# Provided passage:
The Three Laws of TDD — Interview Questions¶

Category: Craftsmanship Disciplines — write production code only to make a failing test pass, in the tightest possible loop.

Conceptual and coding questions, graded junior → professional, plus trick and behavioral questions.

Table of Contents¶

Junior Questions
Middle Questions
Senior Questions
Professional Questions
Coding Tasks
Trick Questions
Behavioral Questions
Tips for Answering

Junior Questions¶

J1. State the three laws of TDD.¶

Answer: (1) You may not write production code unless it's to make a failing unit test pass. (2) You may not write more of a test than is sufficient to fail — and a compilation failure counts as a failure. (3) You may not write more production code than is sufficient to pass the current failing test.

J2. What is the red-green-refactor cycle?¶

Answer: Red — write a small failing test and watch it fail. Green — write the minimum code to make it pass. Refactor — clean up the code while all tests stay green. Then repeat.

J3. Why must you see the test fail before writing the code?¶

Answer: A test you've never seen fail might be asserting nothing real or testing the wrong thing. Watching red turn green proves the test actually exercises the new behavior. A test-first that passes on the very first run is suspicious.

J4. What's the minimum code to pass `assert add(2, 3) == 5`?¶

Answer: return 5. By Law 3 it's the literal minimum for the current test. You generalize to a + b only when a second test forces it ("fake it till you make it").

J5. In which phase may you improve code structure?¶

Answer: Only in refactor, and only while all tests are green. Never restructure on red.

J6. Why does "compilation failure counts as failure" matter?¶

Answer: In compiled languages, a test referencing a not-yet-written function won't compile — and that compile error is a valid red. So you can reach red, and must stop writing test, before even finishing a full assertion.

J7. What is "fake it till you make it"?¶

Answer: Returning a hard-coded value to pass the first test, then generalizing only when a second test forces you. It proves your tests are strong enough to demand the real implementation.

# Material supplied:
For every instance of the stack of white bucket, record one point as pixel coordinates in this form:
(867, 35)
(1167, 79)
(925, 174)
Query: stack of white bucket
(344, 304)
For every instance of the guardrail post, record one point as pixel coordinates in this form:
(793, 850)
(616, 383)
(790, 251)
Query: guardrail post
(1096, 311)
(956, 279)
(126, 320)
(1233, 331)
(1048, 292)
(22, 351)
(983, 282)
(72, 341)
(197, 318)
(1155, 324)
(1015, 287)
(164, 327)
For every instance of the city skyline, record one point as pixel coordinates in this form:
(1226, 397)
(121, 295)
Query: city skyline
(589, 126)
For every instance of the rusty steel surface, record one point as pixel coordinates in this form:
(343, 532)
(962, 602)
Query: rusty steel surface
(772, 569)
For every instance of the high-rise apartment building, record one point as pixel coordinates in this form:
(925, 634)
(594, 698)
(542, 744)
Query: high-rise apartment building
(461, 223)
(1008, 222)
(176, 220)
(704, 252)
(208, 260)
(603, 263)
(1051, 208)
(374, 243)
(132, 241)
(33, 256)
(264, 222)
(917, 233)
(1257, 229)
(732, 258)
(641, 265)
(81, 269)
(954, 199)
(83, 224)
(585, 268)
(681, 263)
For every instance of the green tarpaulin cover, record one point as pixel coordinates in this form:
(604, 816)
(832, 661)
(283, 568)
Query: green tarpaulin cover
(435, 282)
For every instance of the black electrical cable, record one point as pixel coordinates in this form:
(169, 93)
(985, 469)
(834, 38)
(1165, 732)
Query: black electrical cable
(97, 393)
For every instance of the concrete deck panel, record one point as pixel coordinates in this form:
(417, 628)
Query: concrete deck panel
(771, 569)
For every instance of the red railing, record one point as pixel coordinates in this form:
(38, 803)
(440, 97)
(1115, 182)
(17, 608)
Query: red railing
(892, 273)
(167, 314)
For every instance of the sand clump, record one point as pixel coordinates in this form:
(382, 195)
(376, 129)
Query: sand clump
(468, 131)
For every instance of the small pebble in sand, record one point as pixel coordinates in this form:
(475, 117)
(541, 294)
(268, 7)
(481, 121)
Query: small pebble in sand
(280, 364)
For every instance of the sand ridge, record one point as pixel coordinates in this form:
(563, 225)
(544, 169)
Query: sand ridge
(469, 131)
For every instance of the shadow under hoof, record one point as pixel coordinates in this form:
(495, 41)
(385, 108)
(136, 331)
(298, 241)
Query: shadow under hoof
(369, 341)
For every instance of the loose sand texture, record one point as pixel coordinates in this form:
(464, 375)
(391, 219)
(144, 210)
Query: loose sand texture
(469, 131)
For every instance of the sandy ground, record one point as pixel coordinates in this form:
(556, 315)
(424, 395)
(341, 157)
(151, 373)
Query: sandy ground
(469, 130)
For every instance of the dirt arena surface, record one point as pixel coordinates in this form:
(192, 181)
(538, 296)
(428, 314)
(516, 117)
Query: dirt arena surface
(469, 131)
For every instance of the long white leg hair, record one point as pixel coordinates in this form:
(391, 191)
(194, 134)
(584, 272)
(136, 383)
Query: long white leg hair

# Task description:
Retype the part of the text on the three laws of TDD from "Answer: Returning a" up to and including "the real implementation.". The items have no connection to the text on the three laws of TDD.

# Completed exercise:
Answer: Returning a hard-coded value to pass the first test, then generalizing only when a second test forces you. It proves your tests are strong enough to demand the real implementation.